Source document »
------

"H.J. Lu via Gcc-patches" <gcc-patches@gcc.gnu.org> writes:
> 1. Rewrite builtin_memset_read_str and builtin_memset_gen_str with
> vec_duplicate_optab to duplicate QI value to TI/OI/XI value.
> 2. Add TARGET_GEN_MEMSET_SCRATCH_RTX to allow the backend to use a hard
> scratch register to avoid stack realignment when expanding memset.
>
>       PR middle-end/90773
>       * builtins.c (gen_memset_value_from_prev): New function.
>       (gen_memset_broadcast): Likewise.
>       (builtin_memset_read_str): Use gen_memset_value_from_prev
>       and gen_memset_broadcast.
>       (builtin_memset_gen_str): Likewise.
>       * target.def (gen_memset_scratch_rtx): New hook.
>       * doc/tm.texi.in: Add TARGET_GEN_MEMSET_SCRATCH_RTX.
>       * doc/tm.texi: Regenerated.
> ---
>  gcc/builtins.c     | 123 +++++++++++++++++++++++++++++++++++++--------
>  gcc/doc/tm.texi    |   5 ++
>  gcc/doc/tm.texi.in |   2 +
>  gcc/target.def     |   7 +++
>  4 files changed, 116 insertions(+), 21 deletions(-)
>
> diff --git a/gcc/builtins.c b/gcc/builtins.c
> index 39ab139b7e1..c1758ae2efc 100644
> --- a/gcc/builtins.c
> +++ b/gcc/builtins.c
> @@ -6686,26 +6686,111 @@ expand_builtin_strncpy (tree exp, rtx target)
>    return NULL_RTX;
>  }
>  
> -/* Callback routine for store_by_pieces.  Read GET_MODE_BITSIZE (MODE)
> -   bytes from constant string DATA + OFFSET and return it as target
> -   constant.  If PREV isn't nullptr, it has the RTL info from the
> +/* Return the RTL of a register in MODE generated from PREV in the
>     previous iteration.  */
>  
> -rtx
> -builtin_memset_read_str (void *data, void *prevp,
> -                      HOST_WIDE_INT offset ATTRIBUTE_UNUSED,
> -                      scalar_int_mode mode)
> +static rtx
> +gen_memset_value_from_prev (void *prevp, scalar_int_mode mode)
>  {
> +  rtx target = nullptr;
>    by_pieces_prev *prev = (by_pieces_prev *) prevp;
>    if (prev != nullptr && prev->data != nullptr)
>      {
>        /* Use the previous data in the same mode.  */
>        if (prev->mode == mode)

------

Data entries
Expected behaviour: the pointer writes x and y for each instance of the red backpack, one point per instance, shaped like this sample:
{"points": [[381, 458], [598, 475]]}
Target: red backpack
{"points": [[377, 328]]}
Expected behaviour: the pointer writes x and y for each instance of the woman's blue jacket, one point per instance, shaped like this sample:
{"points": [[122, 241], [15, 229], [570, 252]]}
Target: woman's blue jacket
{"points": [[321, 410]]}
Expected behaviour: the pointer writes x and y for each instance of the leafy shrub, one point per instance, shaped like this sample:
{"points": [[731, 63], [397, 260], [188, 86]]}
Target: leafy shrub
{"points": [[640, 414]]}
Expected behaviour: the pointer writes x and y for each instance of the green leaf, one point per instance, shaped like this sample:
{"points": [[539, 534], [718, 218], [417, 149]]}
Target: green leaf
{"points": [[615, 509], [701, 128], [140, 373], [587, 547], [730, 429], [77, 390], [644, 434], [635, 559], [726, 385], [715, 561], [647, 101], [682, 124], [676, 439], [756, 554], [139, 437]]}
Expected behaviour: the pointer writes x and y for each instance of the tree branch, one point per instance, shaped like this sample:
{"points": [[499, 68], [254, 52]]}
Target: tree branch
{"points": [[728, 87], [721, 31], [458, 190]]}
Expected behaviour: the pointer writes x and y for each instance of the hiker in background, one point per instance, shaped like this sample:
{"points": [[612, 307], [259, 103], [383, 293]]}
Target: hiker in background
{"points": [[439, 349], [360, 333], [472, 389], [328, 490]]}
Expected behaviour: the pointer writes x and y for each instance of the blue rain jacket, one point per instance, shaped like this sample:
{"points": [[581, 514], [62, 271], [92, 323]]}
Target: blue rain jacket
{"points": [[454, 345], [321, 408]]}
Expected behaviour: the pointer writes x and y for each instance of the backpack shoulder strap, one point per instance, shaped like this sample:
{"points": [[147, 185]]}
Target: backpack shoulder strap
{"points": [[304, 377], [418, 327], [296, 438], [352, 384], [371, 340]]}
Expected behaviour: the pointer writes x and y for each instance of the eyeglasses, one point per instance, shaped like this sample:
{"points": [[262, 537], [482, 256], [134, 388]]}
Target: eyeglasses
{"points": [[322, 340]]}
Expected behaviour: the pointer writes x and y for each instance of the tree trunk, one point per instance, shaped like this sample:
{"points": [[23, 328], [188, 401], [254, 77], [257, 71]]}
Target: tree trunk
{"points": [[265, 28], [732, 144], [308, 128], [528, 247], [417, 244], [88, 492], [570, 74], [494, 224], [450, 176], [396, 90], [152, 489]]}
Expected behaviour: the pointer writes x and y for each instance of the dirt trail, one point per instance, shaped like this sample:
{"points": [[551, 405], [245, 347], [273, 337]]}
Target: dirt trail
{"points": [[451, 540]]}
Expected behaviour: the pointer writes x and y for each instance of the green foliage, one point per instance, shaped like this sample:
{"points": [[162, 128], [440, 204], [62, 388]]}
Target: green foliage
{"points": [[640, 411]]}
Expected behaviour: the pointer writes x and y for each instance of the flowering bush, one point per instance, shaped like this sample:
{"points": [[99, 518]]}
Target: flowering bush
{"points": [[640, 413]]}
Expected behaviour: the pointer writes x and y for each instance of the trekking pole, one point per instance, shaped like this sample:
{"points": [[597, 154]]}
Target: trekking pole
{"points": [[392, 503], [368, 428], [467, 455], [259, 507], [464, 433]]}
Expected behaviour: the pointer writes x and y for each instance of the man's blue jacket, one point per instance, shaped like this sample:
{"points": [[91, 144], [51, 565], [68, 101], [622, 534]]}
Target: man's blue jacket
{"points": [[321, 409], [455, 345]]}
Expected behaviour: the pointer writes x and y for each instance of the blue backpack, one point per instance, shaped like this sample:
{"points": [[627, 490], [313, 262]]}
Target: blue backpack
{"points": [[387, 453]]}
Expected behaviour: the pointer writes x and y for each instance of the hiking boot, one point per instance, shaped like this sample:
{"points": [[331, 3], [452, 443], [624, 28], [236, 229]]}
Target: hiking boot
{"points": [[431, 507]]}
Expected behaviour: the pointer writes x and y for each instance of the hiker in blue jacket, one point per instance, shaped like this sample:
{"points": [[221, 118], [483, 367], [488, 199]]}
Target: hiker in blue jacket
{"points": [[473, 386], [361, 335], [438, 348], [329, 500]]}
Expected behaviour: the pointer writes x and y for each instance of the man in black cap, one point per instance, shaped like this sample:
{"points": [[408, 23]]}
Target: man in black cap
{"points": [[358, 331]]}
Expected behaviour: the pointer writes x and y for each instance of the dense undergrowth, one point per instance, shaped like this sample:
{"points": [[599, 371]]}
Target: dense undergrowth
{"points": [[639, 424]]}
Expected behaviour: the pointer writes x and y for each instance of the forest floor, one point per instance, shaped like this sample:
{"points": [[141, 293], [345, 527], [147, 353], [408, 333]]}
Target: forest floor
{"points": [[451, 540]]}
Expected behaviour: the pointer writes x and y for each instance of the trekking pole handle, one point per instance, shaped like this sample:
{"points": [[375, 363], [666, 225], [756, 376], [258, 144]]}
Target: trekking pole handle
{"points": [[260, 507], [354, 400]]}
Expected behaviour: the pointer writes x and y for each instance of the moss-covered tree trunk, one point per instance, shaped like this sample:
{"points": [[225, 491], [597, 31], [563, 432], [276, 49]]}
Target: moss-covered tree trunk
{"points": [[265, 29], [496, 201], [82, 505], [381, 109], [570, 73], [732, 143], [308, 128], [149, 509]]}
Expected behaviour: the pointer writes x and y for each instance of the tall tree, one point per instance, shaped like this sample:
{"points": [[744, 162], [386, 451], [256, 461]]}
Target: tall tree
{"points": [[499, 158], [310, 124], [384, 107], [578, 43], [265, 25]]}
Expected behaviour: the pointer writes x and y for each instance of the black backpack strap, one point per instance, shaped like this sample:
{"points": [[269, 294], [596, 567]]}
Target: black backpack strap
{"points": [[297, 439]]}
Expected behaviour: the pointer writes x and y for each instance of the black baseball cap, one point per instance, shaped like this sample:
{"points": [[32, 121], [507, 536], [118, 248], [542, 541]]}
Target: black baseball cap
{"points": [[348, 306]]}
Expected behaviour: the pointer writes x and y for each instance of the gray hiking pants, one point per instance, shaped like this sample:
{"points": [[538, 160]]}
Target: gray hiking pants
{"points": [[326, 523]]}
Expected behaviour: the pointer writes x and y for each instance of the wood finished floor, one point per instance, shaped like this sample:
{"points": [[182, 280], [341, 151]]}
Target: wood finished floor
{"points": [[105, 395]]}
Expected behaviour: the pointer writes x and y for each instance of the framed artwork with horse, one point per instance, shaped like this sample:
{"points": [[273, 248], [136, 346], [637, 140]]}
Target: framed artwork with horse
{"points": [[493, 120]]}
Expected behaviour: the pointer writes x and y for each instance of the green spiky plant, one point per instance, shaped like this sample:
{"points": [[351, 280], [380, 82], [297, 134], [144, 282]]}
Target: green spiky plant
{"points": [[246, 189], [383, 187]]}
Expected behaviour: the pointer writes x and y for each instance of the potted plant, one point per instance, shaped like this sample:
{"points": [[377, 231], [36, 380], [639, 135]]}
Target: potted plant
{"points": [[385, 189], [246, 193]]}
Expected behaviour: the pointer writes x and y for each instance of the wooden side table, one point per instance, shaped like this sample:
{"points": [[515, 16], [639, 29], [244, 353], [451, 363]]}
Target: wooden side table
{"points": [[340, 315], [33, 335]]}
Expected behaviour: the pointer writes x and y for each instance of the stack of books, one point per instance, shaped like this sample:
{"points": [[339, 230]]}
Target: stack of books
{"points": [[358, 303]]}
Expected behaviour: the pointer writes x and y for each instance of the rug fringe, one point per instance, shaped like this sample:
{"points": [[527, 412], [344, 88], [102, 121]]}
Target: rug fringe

------

Stated exercise »
In the GCC patch, what new hook is added to target.def?

Exercise response »
gen_memset_scratch_rtx